### Aim 1
In the overview of the non-negative matrix factorization notebook, how many topics are chosen, and why?
### Aim 2
Pick up the overview of the non-negative matrix factorization notebook where it stops, and continue writing it.

### Text segment
------------------------------------------------------------
# Overview

Due to the length of the original notebook, I decided to create a separate submission for the Non-Negative Matrix Factroization.

An **important distinction** to make is the differnce between topic modeling and topic classification. Topic modeling groups unlabeld text by the topics the model thinks it contains and groups them by those topics. Topic classification  contains labeled training data. Hence with topic modeling we generally deal with unsupervised techniques such as Latent Dirichlet Allocation and Latent Semantic Analysis. While with topic classification we generally deal with supervised learning algorithms such as support vector machines and naive bayes analysis. There are also deep learning architectures used for text classification auch as Convolutional Neural Networks and Recurrent Neural Networks. I will provide resources in a separate notebook for further information. 

 

**Issue with NMF for classifcation** : Nonnegative matrix factorization is often utlized for topic modeling and not top classifcation. For topic modeling, we can choose a certain number of topics for the matrix to be contained in. For our purposes, we will choose 5 topics (since we have 5 different catgeories to classify articles). 

**Note:** This notebook is for learning purposes. It is **not** an attempt to achieve better results or runtime than the supervised models used in the other notebook.
------------------------------------------------------------
### Dataset content
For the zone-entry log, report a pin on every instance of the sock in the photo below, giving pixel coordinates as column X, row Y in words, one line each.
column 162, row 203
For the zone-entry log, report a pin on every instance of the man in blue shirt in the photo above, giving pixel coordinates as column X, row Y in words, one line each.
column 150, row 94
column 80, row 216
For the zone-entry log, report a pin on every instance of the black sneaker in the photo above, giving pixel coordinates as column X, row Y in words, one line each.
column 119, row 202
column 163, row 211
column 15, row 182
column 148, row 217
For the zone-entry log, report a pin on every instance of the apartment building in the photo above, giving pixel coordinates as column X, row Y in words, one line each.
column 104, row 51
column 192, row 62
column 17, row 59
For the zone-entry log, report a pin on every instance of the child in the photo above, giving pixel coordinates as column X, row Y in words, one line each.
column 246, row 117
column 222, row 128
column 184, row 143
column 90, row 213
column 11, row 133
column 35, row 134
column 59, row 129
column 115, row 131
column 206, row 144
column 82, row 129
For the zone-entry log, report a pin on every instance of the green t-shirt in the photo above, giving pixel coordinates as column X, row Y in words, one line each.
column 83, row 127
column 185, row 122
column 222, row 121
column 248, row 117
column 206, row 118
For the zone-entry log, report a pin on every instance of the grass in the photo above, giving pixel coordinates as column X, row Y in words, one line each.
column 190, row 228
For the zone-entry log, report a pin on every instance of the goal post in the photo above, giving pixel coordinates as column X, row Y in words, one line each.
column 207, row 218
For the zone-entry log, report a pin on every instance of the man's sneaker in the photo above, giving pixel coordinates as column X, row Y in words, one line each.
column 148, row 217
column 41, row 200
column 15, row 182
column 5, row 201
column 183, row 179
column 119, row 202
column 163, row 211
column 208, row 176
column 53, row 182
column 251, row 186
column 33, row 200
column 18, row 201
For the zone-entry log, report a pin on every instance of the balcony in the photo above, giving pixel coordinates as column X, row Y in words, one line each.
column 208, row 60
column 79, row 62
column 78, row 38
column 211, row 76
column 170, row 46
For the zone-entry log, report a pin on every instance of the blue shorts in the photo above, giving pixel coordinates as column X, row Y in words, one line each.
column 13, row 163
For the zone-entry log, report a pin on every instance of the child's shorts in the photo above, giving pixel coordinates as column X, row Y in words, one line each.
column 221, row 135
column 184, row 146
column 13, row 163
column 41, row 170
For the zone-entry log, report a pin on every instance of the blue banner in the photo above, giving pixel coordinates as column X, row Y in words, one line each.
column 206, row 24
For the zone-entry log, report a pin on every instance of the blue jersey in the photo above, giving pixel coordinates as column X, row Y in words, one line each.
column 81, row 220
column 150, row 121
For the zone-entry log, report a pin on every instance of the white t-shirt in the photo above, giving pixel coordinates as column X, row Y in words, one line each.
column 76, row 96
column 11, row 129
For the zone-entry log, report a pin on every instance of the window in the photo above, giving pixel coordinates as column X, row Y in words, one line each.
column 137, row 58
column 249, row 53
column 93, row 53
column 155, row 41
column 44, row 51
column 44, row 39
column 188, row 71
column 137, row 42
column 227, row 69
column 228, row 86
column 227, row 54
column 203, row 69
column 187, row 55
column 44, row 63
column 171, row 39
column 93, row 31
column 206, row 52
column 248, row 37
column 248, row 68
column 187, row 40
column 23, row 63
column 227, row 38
------------------------------------------------------------
### Result 1
Five topics are chosen, because there are five different categories for classifying the articles.

### Result 2
### Installing Dependencies

In [102]:
!pip install opendatasets # for downloading dataset into notenook with Kaggle API key
!pip install NLTK #installing NLTK and packages needed for preprocessing

Looking in indexes: https://pypi.org/simple, https://us-python.pkg.dev/colab-wheels/public/simple/
Looking in indexes: https://pypi.org/simple, https://us-python.pkg.dev/colab-wheels/public/simple/


Importing Modules

In [103]:
import opendatasets as od
import pandas as pd
import nltk
from nltk.tokenize import sent_tokenize, word_tokenize 
from nltk.corpus import stopwords
from nltk.stem import WordNetLemmatizer
from nltk.corpus import wordnet as wn
import re
import string
import math
from sklearn.feature_extraction.text import TfidfVectorizer
from sklearn.decomposition import NMF
import sklearn.metrics as metrics
import numpy as np
from sklearn.metrics import accuracy_score
from itertools import permutations

### Required Downloads from NLTK for preprocessing

In [104]:
nltk.download('punkt')
nltk.download('stopwords')
nltk.download('wordnet')
nltk.download('omw-1.4')

[nltk_data] Downloading package punkt to /root/nltk_data...
[nltk_data]   Package punkt is already up-to-date!
[nltk_data] Downloading package stopwords to /root/nltk_data...
[nltk_data]   Package stopwords is already up-to-date!
[nltk_data] Downloading package wordnet to /root/nltk_data...
[nltk_data]   Package wordnet is already up-to-date!
[nltk_data] Downloading package omw-1.4 to /root/nltk_data...
[nltk_data]   Package omw-1.4 is already up-to-date!


True

In [105]:
od.download("https://www.kaggle.com/competitions/learn-ai-bbc/data")

Skipping, found downloaded files in "./learn-ai-bbc" (use force=True to force download)


In [106]:
test = pd.read_csv('/content/learn-ai-bbc/BBC News Test.csv', low_memory = False) 
train =  pd.read_csv('/content/learn-ai-bbc/BBC News Train.csv', low_memory = False)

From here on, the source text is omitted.